(Records from a data collection)

══════

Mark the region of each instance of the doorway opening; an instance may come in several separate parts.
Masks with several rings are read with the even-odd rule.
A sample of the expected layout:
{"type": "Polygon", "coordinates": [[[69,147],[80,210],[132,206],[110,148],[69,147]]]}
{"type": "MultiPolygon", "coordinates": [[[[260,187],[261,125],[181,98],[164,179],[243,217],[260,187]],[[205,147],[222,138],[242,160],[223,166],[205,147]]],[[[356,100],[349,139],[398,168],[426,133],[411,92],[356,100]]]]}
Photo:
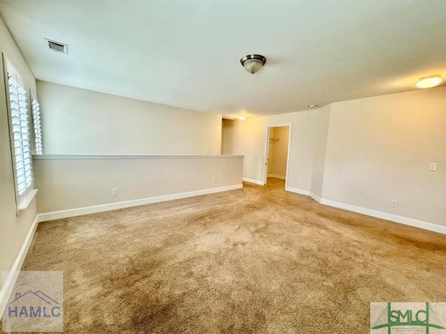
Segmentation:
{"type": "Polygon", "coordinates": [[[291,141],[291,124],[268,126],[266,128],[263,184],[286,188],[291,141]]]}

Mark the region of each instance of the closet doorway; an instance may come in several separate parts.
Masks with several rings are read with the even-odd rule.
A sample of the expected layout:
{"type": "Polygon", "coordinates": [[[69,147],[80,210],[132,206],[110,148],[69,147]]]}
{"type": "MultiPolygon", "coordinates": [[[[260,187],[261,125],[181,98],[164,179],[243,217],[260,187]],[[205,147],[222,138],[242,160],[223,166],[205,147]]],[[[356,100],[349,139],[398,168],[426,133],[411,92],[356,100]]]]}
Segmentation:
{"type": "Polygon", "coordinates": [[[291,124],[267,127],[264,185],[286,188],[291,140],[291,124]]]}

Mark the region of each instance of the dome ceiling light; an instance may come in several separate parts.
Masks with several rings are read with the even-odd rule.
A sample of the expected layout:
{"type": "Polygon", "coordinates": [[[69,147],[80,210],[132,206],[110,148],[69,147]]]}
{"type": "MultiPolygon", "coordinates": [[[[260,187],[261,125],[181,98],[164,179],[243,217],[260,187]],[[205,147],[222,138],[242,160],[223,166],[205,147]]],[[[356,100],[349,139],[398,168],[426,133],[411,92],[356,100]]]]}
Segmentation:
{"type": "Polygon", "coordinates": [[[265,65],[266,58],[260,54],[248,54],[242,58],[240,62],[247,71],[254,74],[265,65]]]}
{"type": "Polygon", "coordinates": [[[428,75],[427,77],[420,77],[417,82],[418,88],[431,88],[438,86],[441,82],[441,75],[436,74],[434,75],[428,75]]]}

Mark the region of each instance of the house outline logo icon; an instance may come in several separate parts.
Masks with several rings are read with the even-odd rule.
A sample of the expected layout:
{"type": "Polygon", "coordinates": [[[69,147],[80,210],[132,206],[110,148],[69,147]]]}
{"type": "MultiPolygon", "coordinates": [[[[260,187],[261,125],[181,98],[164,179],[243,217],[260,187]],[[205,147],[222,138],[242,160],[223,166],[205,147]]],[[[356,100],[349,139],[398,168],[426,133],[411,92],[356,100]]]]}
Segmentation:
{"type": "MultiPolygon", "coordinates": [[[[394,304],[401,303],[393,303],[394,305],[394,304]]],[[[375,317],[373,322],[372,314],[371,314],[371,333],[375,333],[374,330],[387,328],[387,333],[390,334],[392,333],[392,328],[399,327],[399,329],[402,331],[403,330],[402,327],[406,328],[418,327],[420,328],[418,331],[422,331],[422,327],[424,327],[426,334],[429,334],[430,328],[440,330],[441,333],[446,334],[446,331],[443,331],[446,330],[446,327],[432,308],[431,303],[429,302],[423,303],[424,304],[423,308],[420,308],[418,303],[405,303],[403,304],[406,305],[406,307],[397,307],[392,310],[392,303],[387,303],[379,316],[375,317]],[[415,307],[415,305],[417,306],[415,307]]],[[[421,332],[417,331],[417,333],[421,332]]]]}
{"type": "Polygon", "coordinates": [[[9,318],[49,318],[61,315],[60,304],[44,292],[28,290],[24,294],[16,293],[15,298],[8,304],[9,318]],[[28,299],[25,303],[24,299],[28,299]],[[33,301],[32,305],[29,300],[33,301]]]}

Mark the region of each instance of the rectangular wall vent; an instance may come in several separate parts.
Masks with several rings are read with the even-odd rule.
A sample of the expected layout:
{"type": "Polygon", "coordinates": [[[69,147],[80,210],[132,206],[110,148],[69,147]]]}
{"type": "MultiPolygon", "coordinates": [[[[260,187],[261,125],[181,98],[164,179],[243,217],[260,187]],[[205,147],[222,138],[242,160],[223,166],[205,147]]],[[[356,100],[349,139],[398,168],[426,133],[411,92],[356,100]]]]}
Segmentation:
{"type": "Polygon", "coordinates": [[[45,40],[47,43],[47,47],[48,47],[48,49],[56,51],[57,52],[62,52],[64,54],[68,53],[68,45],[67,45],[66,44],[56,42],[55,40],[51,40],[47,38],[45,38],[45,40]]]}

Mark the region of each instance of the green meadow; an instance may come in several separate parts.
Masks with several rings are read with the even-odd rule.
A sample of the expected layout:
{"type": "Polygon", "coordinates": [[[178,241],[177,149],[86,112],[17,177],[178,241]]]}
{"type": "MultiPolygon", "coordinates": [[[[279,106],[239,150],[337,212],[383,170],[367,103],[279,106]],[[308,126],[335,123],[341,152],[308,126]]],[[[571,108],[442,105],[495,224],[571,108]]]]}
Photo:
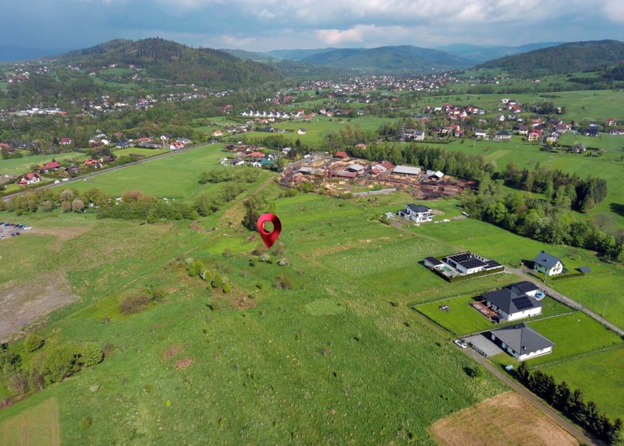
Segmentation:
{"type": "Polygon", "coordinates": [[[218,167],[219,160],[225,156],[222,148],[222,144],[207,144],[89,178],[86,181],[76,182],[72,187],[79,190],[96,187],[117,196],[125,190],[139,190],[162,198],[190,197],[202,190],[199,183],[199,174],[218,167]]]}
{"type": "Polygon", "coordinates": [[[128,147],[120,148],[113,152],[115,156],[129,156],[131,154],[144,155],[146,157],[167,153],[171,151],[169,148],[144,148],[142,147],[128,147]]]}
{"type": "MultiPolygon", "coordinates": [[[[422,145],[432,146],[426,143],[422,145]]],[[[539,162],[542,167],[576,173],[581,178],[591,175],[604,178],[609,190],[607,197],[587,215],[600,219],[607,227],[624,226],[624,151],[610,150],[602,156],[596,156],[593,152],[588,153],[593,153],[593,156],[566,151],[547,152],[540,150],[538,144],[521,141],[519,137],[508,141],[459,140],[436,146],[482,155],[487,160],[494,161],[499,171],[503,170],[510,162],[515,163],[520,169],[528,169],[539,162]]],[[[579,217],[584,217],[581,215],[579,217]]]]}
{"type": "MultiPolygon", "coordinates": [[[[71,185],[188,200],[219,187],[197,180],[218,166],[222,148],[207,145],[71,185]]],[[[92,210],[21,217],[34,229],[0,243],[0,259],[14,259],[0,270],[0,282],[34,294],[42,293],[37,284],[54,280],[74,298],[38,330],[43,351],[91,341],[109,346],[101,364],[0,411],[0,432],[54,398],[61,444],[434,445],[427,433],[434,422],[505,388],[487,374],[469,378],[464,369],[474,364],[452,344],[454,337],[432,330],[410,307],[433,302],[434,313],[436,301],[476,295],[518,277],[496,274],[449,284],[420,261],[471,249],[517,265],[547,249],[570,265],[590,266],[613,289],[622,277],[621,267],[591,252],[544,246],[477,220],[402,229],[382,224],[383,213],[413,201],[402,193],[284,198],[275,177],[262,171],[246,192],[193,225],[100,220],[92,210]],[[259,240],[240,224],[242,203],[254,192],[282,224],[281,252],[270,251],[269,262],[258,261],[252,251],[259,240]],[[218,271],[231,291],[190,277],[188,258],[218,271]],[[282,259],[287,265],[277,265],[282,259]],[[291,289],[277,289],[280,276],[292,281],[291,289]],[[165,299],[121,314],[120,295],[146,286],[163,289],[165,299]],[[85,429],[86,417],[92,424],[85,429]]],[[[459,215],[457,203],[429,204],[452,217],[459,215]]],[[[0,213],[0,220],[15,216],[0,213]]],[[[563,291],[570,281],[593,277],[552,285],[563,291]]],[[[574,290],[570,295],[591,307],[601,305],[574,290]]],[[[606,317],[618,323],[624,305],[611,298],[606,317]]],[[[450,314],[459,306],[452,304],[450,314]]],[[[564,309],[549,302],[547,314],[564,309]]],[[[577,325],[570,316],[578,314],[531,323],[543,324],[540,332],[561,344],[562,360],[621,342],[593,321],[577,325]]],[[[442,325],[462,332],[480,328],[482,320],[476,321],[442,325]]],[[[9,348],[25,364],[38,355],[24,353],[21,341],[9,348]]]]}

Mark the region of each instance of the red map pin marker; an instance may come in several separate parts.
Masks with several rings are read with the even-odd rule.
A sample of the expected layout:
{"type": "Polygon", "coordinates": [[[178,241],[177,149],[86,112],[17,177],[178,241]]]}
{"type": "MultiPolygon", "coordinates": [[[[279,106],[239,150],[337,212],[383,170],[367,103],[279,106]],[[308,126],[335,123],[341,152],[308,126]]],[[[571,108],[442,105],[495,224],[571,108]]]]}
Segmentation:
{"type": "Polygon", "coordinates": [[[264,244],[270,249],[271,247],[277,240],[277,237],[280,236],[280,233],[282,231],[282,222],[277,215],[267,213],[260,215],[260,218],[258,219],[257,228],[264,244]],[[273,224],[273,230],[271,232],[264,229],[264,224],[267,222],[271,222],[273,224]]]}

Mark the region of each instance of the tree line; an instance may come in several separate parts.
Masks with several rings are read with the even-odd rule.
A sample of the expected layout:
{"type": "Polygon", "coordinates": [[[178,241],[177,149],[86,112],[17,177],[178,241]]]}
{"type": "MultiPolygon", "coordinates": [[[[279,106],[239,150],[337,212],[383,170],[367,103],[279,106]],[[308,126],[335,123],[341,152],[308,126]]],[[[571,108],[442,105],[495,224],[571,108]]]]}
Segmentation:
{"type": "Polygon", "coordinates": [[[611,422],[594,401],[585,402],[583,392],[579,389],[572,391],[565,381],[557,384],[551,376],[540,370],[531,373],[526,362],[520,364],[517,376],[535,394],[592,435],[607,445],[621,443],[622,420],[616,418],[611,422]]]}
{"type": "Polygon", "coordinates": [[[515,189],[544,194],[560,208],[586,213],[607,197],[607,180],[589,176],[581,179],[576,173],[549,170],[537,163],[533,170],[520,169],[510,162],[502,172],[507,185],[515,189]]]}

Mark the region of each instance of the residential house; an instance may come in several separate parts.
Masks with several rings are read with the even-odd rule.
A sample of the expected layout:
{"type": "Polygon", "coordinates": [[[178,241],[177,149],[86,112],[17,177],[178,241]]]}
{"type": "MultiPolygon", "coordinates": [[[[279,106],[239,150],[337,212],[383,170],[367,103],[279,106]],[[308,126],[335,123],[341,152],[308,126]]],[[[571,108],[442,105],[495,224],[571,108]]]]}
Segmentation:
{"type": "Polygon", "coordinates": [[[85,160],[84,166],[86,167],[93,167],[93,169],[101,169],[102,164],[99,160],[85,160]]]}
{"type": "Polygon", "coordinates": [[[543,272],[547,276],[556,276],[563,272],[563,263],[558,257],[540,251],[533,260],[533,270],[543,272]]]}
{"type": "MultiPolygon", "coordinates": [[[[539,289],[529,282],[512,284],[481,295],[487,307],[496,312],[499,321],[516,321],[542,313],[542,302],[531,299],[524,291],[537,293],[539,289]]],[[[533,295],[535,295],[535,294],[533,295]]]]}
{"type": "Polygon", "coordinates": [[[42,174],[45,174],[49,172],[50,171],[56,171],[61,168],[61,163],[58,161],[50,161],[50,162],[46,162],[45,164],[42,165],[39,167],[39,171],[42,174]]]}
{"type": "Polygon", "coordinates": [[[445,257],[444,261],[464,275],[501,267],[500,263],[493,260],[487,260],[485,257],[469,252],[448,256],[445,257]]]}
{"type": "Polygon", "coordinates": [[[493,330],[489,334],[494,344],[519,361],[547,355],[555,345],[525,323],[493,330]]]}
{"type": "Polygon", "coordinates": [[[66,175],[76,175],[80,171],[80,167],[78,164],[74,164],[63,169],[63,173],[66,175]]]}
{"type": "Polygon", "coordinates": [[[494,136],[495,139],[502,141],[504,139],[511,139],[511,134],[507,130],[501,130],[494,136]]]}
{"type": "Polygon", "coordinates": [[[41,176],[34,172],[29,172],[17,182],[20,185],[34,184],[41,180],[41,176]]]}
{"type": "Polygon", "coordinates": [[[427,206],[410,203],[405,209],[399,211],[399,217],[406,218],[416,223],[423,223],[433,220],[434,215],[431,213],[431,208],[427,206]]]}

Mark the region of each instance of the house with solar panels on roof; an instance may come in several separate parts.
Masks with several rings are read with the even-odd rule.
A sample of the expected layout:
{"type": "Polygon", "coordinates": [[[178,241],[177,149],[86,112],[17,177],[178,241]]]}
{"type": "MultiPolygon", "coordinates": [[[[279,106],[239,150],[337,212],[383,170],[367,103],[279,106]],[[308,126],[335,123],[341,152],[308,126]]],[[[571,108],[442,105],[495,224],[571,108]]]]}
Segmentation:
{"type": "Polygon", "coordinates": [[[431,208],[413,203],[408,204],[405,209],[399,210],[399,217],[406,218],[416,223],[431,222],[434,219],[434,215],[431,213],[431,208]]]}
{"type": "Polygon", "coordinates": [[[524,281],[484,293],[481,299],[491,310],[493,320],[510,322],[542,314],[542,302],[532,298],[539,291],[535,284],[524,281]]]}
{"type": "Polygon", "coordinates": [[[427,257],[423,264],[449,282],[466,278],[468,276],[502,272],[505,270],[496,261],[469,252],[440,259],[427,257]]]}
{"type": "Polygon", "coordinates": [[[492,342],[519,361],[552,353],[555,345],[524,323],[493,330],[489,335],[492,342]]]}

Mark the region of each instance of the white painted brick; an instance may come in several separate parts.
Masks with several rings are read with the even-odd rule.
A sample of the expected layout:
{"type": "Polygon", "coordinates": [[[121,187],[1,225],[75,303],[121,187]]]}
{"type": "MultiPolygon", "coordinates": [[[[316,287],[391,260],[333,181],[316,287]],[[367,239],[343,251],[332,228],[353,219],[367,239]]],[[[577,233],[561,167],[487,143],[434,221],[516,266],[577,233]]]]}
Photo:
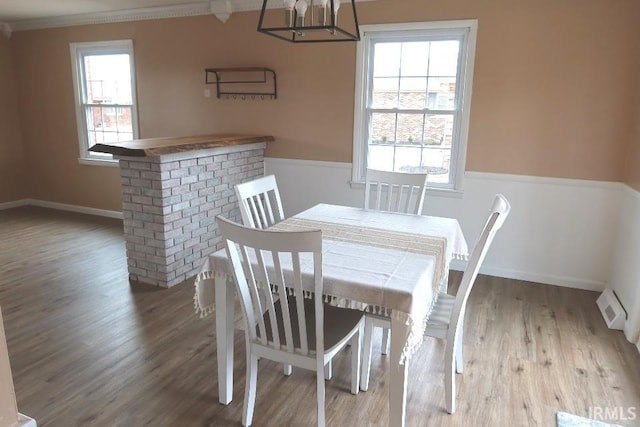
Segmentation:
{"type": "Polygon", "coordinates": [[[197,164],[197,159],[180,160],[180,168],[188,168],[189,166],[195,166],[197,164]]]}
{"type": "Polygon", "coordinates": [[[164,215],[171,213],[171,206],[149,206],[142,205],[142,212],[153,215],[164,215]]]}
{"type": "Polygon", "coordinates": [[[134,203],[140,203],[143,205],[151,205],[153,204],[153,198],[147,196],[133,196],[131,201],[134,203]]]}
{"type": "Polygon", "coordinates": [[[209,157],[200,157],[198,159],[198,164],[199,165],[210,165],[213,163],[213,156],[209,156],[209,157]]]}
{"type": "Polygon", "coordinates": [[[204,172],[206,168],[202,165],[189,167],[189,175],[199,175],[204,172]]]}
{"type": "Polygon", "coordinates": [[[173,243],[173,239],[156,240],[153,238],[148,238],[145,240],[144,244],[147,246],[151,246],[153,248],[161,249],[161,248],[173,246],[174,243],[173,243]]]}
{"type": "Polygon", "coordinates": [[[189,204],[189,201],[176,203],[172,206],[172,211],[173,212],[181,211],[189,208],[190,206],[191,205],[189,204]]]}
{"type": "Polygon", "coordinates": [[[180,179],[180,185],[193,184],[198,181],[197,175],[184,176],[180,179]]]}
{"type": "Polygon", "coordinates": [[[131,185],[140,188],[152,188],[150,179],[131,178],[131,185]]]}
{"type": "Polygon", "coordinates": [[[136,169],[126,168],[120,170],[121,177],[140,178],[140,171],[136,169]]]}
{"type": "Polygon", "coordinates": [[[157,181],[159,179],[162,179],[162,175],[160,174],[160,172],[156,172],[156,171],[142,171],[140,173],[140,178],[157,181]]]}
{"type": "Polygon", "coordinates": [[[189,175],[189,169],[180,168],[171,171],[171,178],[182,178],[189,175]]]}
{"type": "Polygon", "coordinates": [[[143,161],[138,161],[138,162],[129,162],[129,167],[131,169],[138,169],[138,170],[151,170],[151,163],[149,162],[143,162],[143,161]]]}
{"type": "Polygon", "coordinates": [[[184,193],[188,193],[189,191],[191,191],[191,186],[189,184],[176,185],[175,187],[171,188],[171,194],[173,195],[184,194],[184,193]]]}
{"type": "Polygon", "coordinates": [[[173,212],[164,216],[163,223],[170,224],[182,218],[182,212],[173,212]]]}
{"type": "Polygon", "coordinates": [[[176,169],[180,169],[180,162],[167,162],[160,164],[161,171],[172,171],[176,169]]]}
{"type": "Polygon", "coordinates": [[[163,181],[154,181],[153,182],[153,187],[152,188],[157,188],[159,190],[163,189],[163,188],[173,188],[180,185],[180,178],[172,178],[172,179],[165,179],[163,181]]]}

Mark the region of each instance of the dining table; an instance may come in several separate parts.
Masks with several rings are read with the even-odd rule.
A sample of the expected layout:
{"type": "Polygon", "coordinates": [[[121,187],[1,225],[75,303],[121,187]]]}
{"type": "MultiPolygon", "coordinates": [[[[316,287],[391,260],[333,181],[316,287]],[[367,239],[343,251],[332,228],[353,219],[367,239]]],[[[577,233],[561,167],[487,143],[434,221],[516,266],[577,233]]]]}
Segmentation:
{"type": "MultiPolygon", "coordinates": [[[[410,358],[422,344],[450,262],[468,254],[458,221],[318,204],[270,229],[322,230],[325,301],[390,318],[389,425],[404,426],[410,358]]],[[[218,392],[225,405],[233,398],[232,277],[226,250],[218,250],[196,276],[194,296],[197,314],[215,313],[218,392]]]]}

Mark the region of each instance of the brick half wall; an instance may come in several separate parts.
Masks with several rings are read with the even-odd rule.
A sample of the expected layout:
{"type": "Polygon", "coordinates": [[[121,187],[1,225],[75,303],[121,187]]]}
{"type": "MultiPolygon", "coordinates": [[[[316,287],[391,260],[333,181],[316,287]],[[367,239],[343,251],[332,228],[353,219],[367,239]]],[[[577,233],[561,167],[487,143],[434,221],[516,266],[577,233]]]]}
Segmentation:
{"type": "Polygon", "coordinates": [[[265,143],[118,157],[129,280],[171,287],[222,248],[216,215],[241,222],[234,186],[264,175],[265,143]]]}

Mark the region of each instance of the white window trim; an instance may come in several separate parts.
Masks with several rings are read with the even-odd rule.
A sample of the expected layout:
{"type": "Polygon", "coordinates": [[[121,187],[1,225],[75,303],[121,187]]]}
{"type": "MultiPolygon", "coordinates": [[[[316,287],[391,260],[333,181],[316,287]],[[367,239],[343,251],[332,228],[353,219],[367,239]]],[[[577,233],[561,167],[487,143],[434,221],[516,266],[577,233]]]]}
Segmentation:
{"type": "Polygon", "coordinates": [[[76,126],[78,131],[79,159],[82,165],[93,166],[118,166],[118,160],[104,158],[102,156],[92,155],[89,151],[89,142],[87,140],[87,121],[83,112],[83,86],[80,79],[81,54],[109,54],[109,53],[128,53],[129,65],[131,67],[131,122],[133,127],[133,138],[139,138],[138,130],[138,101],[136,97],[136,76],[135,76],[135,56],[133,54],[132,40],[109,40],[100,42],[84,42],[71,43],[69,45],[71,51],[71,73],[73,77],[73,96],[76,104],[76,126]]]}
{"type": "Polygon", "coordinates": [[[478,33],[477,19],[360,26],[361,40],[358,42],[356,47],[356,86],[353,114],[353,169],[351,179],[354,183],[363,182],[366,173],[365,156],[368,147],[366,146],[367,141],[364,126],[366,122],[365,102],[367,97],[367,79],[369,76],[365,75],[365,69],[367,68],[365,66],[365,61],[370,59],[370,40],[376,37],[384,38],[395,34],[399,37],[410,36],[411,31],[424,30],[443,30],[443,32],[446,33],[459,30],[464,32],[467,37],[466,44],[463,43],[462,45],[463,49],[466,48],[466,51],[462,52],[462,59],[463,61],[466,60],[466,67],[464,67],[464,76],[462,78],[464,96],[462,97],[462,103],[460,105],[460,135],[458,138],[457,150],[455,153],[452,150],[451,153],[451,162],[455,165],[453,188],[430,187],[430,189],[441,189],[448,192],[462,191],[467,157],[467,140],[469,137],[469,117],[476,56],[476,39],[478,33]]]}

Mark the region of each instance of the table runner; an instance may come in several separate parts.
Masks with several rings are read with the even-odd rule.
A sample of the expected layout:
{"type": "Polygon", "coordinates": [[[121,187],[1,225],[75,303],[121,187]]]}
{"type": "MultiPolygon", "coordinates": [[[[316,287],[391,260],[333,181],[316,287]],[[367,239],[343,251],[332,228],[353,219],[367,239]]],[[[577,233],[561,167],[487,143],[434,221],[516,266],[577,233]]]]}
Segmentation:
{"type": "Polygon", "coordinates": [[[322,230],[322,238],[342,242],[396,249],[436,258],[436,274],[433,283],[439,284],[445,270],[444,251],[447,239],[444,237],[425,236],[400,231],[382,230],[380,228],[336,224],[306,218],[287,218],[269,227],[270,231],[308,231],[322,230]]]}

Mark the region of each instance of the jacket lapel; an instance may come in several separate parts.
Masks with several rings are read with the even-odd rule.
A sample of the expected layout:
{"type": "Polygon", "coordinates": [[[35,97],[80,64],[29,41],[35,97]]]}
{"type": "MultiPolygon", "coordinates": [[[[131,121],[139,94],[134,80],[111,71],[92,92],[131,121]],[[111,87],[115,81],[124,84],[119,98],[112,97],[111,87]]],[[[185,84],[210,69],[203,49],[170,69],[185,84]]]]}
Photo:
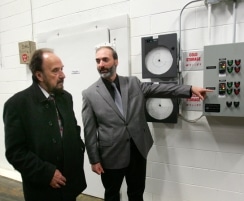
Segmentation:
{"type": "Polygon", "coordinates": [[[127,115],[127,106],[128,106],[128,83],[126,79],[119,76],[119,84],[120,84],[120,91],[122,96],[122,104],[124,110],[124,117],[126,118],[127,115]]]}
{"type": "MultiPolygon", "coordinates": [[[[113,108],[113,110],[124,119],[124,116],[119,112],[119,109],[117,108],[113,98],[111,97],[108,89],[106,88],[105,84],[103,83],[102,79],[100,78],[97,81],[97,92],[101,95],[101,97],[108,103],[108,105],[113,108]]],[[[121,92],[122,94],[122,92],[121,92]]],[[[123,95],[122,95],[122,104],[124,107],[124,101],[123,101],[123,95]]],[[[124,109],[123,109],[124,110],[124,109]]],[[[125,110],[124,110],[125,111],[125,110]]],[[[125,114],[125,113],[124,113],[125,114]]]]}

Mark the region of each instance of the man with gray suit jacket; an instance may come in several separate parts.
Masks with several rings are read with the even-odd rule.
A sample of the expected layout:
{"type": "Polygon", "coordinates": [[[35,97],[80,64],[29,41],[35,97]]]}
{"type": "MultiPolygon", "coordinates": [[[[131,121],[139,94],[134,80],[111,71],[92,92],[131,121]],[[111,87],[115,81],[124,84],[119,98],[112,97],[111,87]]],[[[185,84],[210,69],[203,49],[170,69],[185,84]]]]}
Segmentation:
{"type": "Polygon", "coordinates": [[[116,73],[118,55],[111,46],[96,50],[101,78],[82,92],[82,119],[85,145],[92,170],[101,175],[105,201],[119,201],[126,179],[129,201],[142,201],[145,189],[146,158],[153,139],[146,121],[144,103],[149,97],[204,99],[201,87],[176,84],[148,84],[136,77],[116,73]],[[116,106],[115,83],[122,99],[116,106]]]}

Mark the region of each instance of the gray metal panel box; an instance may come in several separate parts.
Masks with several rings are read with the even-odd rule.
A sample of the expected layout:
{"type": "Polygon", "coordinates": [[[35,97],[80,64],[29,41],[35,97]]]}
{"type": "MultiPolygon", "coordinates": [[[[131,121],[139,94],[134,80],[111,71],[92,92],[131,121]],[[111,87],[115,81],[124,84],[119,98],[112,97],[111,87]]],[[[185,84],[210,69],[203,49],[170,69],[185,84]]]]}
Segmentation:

══════

Write out only what runs from the line holding "Mark the region of each instance of the man" through the last line of the records, exactly as shown.

REPLY
Mark the region of each instance of the man with gray suit jacket; an instance may come in several separate parts.
Masks with several rings are read with the even-odd rule.
A sample of the expected layout:
{"type": "Polygon", "coordinates": [[[35,97],[80,64],[29,41],[35,97]]]}
{"type": "MultiPolygon", "coordinates": [[[[131,121],[139,94],[134,80],[111,71],[92,92],[131,121]],[[111,87],[115,81],[124,84],[119,98],[112,97],[111,87]]],[[[185,84],[210,69],[203,49],[170,69],[185,84]]]]}
Segmentation:
{"type": "Polygon", "coordinates": [[[116,73],[118,55],[111,46],[96,50],[101,78],[82,92],[82,119],[85,145],[92,170],[101,175],[105,201],[119,201],[126,179],[129,201],[142,201],[145,189],[146,158],[153,139],[146,121],[144,103],[149,97],[204,99],[201,87],[176,84],[148,84],[136,77],[116,73]],[[116,106],[115,83],[122,99],[116,106]]]}

Mark the region of each instance of the gray metal panel box; an instance may come in several separate parts.
Masks with several rings are read with the even-odd rule.
A sample of the expected layout:
{"type": "Polygon", "coordinates": [[[35,97],[80,64],[29,41],[35,97]]]}
{"type": "MultiPolygon", "coordinates": [[[[131,121],[139,94],[134,80],[111,71],[92,92],[131,121]],[[111,87],[115,81],[124,84],[119,98],[112,97],[111,87]]],[[[185,84],[210,69],[203,49],[170,69],[185,84]]]]}
Segmentation:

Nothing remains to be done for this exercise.